═══ Passage to read

G. Congress shall regulate the amount of money in the national elections and the State Legislatures shall regulate the amount of money in the state elections to ensure that the total spent in any given election shall not exceed the total amount (adjusted for inflation or deflation) spent in the 2000 elections.
H. There shall be no restriction on monies donated to any minor candidate until the point in which that candidate polls over 3% public support in their relevant electoral district or area (at which point they become “major candidates” in the terms of this amendment with all relevant privileges and restrictions). Congress shall develop legislation to prevent this exception from being used by the major candidates, parties or those who support their politics from using this clause to get around the restrictions on money in politics (e.g. by funding less well-known candidates who would be advocating for substantially similar views as the more popular candidates, and using this unlimited funding to advance the same or very similar worldviews, positions or policies).

══════
═══ Recorded data

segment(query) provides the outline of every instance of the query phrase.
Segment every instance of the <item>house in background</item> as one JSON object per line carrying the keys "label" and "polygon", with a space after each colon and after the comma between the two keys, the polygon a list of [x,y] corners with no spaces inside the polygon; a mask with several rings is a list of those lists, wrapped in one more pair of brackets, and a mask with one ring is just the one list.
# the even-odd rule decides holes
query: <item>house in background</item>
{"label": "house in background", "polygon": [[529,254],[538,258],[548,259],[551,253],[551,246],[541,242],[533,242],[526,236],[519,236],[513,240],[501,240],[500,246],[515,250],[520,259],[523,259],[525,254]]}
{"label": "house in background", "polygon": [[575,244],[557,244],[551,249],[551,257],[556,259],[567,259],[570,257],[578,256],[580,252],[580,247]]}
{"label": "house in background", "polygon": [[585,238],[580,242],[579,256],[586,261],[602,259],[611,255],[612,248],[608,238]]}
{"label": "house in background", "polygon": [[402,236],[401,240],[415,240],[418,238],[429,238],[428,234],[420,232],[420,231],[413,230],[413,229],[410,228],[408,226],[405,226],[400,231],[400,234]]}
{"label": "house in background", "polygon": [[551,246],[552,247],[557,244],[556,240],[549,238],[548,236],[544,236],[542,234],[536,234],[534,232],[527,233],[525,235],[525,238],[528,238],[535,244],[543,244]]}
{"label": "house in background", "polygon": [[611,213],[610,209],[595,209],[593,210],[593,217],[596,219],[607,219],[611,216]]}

══════
═══ Recorded data

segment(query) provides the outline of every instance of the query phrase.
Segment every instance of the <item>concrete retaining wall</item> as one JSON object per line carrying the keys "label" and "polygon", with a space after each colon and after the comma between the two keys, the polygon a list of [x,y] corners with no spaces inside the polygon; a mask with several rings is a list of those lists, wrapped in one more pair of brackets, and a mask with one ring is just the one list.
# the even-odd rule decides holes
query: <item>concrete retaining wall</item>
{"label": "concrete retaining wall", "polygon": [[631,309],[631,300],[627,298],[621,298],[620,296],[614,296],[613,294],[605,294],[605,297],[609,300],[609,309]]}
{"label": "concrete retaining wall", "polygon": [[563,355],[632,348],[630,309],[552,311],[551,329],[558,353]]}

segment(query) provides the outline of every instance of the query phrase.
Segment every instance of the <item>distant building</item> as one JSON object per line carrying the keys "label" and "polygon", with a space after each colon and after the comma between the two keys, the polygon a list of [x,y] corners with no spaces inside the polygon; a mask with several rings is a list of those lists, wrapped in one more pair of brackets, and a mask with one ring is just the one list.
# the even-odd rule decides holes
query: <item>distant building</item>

══════
═══ Recorded data

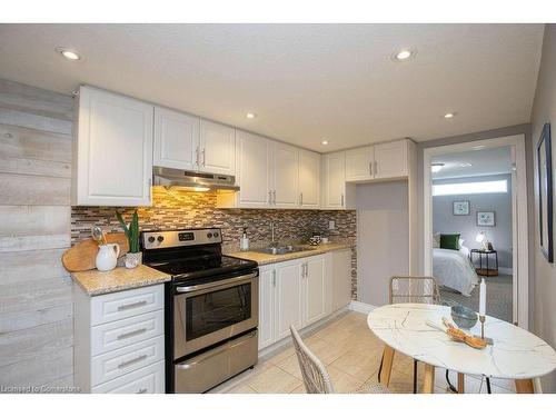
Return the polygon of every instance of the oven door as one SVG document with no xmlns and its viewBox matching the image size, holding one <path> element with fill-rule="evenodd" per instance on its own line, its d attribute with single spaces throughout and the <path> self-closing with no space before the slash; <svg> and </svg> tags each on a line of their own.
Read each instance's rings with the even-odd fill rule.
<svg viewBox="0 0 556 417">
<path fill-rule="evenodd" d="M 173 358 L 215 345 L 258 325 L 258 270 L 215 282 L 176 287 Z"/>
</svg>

══════

## Stated task A
In the passage on money in elections, what level of public support turns a minor candidate into a major candidate?
## Stated task B
Pick up the passage on money in elections after its last sentence and write the next clause.

## Exercise result A
Polling over 3% public support in their relevant electoral district or area.

## Exercise result B
[ESRA 2 Saving the Environment--May be submitted as a separate Amendment if we find too many legislatures wishing to only back the Money Out of Politics notions of Article One but not yet ready to deal with Environmental Responsibility as articulated in the articles below.]
Article Two: Corporate Environmental and Social Responsibility
A. Every citizen of the United States and every organization chartered by the U.S. or operating within the U.S. or promoting its products, services or ideas in the U.S. or any of its several states shall have a positive responsibility to promote the ethical, environmental, and social well-being of all life on the planet Earth and on any other planet or place in space with which humans come into contact.
This being so, corporations chartered by the Congress and by the several States, and any corporation operating within the US or promoting its products, services or ideas in the U.S., (even if chartered, located or operating from any place outside the U.S.) shall demonstrate the ethical, environmental, and social impact of their proposed activities at the time they seek permission to operate.
In addition, any such corporation, whether based in the U.S. or any other location, including both for profit and not-for-profit corporations, with gross annual receipts in excess of $50 million (adjusted for inflation or deflation with 2016 as base year) shall be required to obtain a new corporate charter every five years in order to preserve their status as a corporation, and this charter shall be granted only if the corporation can prove a satisfactory history of environmental, social, and ethical responsibility to an Environmental and Social Responsibility Panel (ESRP) of ordinary citizens who agree with the importance of judging a corporation’s environmental, social and ethical responsibilities by the criteria listed below.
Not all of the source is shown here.